> **INSTRUCTION**: Pull out every line in the records below that contains the string "jeans", copying each line in full. Case counts.

> **EXCERPTED RECORDS**:

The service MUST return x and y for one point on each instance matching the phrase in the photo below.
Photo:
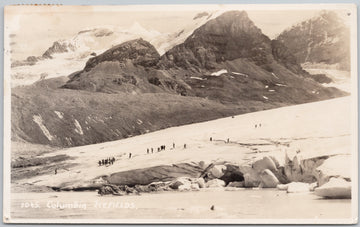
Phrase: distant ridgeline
(226, 66)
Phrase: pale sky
(33, 31)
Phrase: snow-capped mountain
(323, 39)
(67, 56)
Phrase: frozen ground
(315, 128)
(341, 79)
(319, 128)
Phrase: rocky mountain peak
(230, 36)
(322, 39)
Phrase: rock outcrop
(322, 39)
(336, 188)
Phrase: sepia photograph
(198, 114)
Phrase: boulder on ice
(251, 179)
(268, 179)
(215, 183)
(335, 166)
(236, 184)
(162, 173)
(264, 163)
(336, 188)
(217, 171)
(294, 187)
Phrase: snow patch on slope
(78, 128)
(219, 73)
(59, 114)
(39, 121)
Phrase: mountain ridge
(225, 67)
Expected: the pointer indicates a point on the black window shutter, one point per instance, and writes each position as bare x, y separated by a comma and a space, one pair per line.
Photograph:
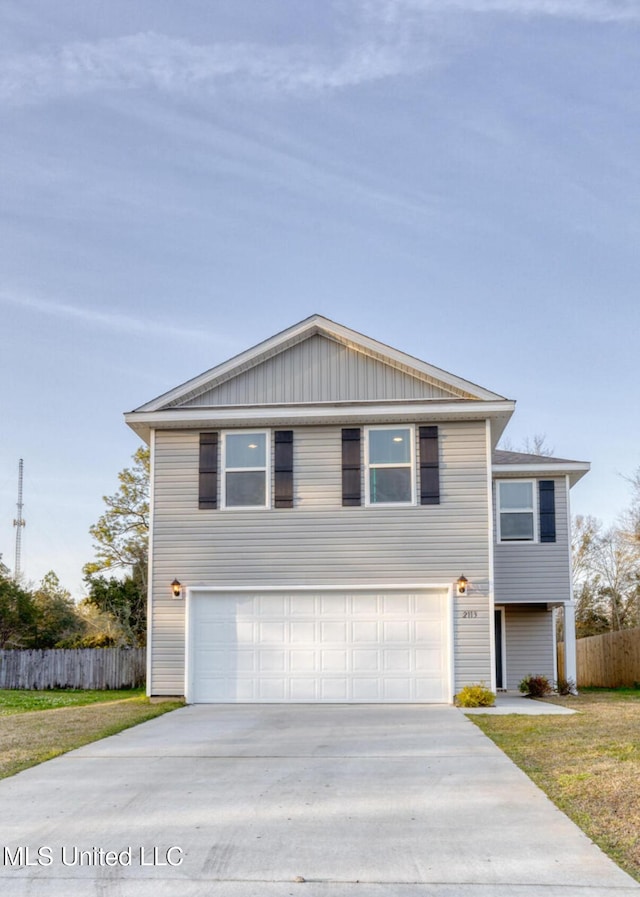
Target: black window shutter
208, 484
429, 466
283, 469
351, 491
546, 489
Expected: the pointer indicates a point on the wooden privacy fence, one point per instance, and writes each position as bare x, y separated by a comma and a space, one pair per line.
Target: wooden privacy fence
611, 660
73, 668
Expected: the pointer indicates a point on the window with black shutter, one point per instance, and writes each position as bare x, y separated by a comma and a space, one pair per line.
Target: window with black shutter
429, 466
547, 497
208, 480
351, 465
283, 469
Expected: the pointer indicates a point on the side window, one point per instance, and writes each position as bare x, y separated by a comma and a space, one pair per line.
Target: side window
516, 511
245, 469
390, 466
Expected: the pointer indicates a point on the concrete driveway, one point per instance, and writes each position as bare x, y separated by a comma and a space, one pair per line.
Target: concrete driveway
246, 801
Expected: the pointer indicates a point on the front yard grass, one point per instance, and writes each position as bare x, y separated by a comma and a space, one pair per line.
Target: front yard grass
29, 735
588, 764
15, 700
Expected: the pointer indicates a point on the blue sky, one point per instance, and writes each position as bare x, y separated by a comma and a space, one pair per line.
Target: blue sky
178, 181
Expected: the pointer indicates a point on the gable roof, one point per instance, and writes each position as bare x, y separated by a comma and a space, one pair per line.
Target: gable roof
206, 389
524, 464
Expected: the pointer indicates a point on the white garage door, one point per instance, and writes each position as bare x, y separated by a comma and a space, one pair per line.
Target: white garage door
318, 647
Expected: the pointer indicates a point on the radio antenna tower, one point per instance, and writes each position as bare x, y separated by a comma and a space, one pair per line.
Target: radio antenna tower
19, 524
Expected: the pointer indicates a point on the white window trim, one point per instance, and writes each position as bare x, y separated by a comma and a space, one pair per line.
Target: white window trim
224, 470
411, 464
536, 529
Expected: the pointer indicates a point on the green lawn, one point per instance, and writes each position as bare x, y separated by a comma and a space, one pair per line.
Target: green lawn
14, 700
588, 763
38, 725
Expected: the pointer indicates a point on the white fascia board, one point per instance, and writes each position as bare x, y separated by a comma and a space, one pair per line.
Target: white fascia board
266, 415
575, 470
315, 324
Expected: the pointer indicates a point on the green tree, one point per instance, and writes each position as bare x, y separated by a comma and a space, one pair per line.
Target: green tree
18, 612
123, 602
56, 619
121, 535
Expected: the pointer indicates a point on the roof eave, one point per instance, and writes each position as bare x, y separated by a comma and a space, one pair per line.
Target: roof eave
575, 470
143, 421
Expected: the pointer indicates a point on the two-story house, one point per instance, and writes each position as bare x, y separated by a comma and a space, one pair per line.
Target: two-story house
331, 522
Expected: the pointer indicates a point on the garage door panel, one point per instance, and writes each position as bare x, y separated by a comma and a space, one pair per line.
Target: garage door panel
301, 632
364, 604
365, 631
318, 647
397, 604
395, 631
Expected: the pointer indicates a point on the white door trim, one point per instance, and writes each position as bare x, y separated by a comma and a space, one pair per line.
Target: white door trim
192, 591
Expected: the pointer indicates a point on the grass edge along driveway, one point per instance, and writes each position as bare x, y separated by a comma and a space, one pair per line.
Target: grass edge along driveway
588, 763
30, 736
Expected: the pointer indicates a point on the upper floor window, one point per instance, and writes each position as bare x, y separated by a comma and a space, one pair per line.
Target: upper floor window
390, 466
516, 511
245, 469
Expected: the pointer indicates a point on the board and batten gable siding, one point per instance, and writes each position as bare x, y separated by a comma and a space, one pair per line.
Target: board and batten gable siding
319, 370
318, 542
535, 571
529, 643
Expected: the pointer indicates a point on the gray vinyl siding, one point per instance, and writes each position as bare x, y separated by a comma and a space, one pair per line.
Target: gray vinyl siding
529, 643
318, 542
534, 571
319, 370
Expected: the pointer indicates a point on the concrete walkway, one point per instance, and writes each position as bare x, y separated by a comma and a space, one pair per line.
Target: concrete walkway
246, 801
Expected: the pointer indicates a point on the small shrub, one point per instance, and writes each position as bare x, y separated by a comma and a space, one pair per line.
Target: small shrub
475, 696
566, 687
535, 686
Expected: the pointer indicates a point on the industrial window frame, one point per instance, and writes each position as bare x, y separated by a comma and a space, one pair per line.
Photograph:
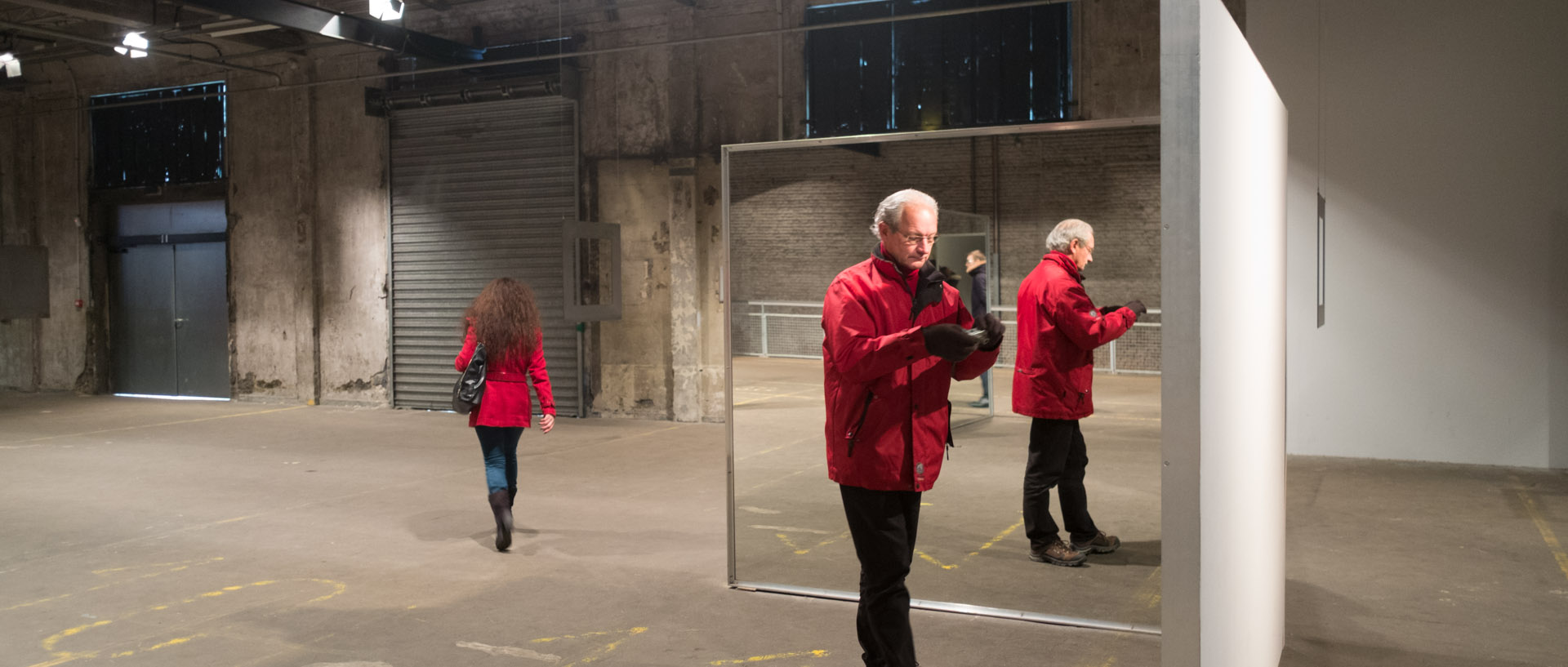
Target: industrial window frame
138, 143
996, 68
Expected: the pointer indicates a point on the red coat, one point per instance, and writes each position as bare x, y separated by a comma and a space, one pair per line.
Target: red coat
888, 412
1058, 332
506, 401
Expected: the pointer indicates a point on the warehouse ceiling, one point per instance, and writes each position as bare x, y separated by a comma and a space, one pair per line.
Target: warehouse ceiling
225, 30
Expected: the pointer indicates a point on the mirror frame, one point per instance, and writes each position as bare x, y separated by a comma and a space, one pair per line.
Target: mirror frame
729, 371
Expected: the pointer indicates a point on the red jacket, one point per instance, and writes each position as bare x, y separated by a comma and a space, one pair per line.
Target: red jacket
506, 401
1058, 332
888, 412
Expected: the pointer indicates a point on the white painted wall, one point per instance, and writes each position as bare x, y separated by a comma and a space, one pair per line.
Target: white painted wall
1242, 210
1440, 133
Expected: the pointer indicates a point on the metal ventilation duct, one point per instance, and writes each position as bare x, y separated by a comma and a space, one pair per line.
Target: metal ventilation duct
345, 27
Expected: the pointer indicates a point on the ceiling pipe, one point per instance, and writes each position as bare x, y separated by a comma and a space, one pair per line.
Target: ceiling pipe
683, 42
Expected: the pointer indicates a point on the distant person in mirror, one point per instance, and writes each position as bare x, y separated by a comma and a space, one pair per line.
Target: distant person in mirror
896, 336
1058, 332
949, 276
507, 320
974, 264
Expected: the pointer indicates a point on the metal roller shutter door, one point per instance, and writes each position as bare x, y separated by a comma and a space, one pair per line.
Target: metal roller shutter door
479, 191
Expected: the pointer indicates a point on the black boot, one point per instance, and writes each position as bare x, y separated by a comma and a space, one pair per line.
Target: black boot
501, 506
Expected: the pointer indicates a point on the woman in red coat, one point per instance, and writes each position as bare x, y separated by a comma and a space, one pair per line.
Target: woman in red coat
507, 320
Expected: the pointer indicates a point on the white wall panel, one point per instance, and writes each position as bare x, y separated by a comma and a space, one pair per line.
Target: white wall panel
1437, 133
1242, 153
1223, 425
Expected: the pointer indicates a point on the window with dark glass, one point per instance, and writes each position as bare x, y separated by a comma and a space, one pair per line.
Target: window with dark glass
993, 68
158, 136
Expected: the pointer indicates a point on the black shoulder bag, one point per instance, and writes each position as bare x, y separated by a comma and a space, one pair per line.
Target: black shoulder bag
470, 387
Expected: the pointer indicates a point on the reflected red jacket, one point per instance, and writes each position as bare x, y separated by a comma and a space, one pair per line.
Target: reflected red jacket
888, 412
1058, 332
506, 401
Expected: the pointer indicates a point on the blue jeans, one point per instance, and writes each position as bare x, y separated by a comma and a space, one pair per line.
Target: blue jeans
499, 445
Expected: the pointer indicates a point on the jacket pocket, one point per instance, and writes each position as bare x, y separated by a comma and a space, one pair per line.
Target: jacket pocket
853, 433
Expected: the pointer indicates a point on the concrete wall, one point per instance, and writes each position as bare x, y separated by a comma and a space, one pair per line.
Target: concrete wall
308, 191
1437, 133
306, 221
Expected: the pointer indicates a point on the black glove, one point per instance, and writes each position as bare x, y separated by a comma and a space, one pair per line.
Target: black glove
993, 332
949, 340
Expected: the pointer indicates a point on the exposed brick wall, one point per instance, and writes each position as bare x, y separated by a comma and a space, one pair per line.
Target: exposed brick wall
800, 216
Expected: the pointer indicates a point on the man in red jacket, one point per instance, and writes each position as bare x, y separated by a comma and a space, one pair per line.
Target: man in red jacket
896, 339
1058, 332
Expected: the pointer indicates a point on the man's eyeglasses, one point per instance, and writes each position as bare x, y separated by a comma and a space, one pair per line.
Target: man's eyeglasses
913, 242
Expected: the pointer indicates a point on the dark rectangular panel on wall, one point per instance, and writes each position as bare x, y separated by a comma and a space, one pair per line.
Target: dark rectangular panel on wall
24, 271
479, 191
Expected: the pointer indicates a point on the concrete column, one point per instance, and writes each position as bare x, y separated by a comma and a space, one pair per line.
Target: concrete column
684, 318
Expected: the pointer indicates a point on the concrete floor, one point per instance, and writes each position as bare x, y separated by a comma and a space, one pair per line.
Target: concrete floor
971, 547
149, 533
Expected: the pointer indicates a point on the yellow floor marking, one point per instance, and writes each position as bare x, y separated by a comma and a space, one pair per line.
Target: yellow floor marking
579, 636
777, 395
599, 651
927, 558
1121, 419
176, 566
1547, 530
175, 643
1000, 537
1148, 595
153, 426
777, 656
610, 647
180, 566
66, 656
806, 550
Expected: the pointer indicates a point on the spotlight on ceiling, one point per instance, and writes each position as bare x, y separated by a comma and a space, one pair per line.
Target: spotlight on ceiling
386, 10
134, 46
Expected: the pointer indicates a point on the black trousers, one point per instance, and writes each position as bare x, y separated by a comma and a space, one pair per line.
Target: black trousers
1056, 459
883, 527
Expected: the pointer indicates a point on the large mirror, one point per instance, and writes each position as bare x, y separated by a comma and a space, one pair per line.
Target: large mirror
797, 213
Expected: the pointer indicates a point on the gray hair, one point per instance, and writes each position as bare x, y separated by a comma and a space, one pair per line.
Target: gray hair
1067, 230
891, 209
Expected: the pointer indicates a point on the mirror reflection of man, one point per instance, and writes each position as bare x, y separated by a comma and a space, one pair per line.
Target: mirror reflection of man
974, 264
1054, 373
894, 340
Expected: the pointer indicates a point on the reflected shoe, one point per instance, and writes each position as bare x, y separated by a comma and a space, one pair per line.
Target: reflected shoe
1101, 544
1058, 553
501, 506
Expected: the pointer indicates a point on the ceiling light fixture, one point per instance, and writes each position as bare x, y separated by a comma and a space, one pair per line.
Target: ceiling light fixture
386, 10
134, 46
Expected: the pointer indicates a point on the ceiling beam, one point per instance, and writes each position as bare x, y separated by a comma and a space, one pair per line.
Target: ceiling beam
345, 27
131, 15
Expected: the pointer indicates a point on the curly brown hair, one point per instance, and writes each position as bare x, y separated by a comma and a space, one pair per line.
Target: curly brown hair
506, 318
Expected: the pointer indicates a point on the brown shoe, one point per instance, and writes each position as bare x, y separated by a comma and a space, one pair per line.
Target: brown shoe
1101, 544
1058, 553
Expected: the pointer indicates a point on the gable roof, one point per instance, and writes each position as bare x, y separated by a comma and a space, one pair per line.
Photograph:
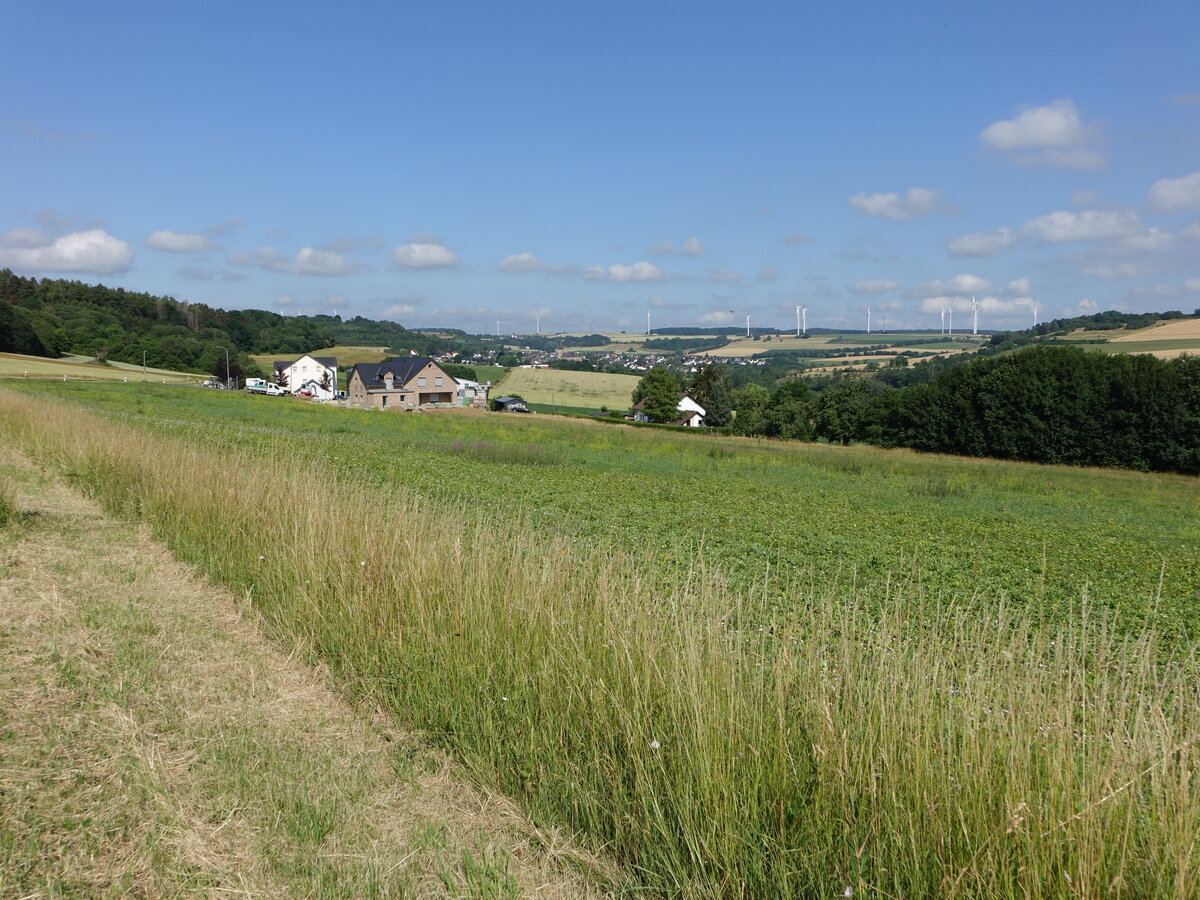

> **THE SOLUTION**:
Expected: the pointer indicates a point on the blue jeans, one point per instance, and writes each position as bare x, y separated by a comma and a space, one pair per line.
Target: blue jeans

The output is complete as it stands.